[Problem description]: Reproduce exactly the line in which "Guideline: for every instance of the bare" occurs and all the lines after it, ending with the last line.

[Records shown]:

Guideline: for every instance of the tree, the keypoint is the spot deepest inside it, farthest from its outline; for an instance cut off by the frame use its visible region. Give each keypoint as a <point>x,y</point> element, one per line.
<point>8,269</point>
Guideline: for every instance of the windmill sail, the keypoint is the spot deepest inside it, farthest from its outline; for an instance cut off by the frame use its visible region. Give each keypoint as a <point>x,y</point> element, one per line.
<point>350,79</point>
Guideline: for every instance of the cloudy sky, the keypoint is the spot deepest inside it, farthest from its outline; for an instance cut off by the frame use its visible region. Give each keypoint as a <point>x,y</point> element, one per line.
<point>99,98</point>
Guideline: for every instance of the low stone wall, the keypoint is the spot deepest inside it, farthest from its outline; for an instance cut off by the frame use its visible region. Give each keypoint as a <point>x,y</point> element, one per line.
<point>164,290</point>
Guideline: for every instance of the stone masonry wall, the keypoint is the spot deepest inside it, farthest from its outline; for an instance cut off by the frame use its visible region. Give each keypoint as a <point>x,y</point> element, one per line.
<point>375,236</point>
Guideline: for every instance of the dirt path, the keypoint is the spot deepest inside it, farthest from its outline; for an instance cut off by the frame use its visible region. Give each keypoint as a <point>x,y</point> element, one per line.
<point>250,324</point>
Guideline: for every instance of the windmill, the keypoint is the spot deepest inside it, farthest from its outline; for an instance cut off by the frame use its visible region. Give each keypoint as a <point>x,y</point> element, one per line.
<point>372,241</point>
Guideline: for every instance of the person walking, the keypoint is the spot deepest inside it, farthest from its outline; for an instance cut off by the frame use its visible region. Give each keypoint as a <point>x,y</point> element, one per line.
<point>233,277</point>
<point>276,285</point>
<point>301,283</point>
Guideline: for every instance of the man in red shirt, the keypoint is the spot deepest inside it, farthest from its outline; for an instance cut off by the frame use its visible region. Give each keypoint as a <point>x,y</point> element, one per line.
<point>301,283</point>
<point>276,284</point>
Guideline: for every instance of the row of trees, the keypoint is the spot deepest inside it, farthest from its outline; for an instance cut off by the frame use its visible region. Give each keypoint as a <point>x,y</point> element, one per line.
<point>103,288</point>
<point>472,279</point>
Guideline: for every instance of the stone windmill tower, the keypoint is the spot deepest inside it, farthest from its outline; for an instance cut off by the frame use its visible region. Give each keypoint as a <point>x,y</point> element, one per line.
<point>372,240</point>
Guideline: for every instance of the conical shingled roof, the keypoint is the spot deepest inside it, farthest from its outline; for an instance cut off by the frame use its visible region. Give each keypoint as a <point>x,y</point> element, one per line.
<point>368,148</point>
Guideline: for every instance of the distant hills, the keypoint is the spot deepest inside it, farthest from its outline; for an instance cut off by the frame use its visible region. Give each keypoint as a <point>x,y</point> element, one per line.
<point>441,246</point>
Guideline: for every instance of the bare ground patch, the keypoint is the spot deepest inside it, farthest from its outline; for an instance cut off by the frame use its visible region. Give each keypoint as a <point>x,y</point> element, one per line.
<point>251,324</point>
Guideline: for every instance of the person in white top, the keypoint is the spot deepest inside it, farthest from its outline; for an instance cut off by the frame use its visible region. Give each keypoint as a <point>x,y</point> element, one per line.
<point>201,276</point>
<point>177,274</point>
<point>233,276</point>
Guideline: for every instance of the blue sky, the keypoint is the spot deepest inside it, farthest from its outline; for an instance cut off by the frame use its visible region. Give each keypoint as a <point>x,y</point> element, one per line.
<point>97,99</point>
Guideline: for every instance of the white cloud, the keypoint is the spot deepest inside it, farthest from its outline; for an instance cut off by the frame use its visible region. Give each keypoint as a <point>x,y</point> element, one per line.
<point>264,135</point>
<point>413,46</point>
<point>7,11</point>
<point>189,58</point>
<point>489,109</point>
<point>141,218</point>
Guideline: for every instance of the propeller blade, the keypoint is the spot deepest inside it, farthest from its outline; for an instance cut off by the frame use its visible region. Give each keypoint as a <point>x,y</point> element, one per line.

[Final answer]:
Guideline: for every instance of the bare ground patch, the keypoint is the spot deepest inside it, farthest from its outline; for an instance cut off by the frame use its visible region. Give each keypoint as a <point>x,y</point> element, one per line.
<point>251,324</point>
Guideline: for every instance of the person in white top, the keypoint is the spot deepest inside it, farthest from its outline; for an instance cut off by the frame use its visible region. Give each keypoint as a <point>x,y</point> element, one per line.
<point>201,276</point>
<point>177,274</point>
<point>233,276</point>
Guideline: for every instance of the blue sky, the keypoint is the spot deepest inside it, farthest from its outline; for an instance cut off by the frame use its visible region. Give each keypoint as a <point>x,y</point> element, one per line.
<point>97,99</point>
Guideline: for every instance of the white cloud, the keypoint is the spot deepest inside it, farthest from its outline; for an instance cut off by the frame use its visible region. Give each keypoint as a <point>x,y</point> element, one per line.
<point>264,135</point>
<point>413,46</point>
<point>7,11</point>
<point>189,58</point>
<point>489,109</point>
<point>141,218</point>
Guideline: for every instance of the propeller blade, the keypoint is the spot deepest inside it, farthest from its outline; for an instance cut off by the frame use its visible region. Give each keypoint as a <point>x,y</point> element, one per line.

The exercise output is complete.